_Work instructions:_ Extract from the listing each line in which the word "chandelier" appears.
*** Records supplied Section Begins ***
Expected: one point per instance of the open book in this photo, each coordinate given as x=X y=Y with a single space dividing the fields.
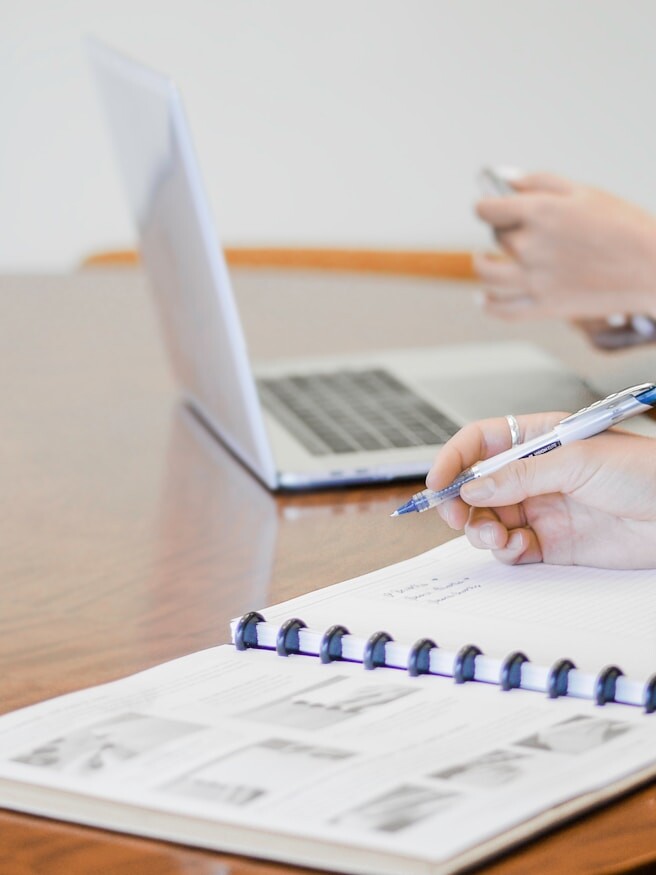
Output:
*** Records supplied Section Ends ***
*** Records supplied Section Begins ***
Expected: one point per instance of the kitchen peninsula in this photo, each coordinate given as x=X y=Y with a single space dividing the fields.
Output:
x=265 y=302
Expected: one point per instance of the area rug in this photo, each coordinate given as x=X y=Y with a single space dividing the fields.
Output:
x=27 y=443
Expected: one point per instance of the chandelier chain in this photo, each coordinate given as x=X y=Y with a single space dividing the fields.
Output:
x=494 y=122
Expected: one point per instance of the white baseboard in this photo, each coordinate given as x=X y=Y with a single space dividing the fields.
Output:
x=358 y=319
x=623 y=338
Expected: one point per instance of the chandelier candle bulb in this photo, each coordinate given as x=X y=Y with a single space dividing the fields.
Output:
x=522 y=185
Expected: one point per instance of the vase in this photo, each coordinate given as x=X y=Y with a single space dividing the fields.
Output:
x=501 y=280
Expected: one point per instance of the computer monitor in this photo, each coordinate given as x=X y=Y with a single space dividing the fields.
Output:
*** Records supplied Section Ends ***
_Worked solution:_
Expected: one point per instance of the chandelier chain in this photo, each coordinate given as x=X y=Y with a single space dividing the fields.
Expected: one point per instance of the chandelier candle bulb in this photo, each coordinate given as x=X y=Y with a single space dividing the fields.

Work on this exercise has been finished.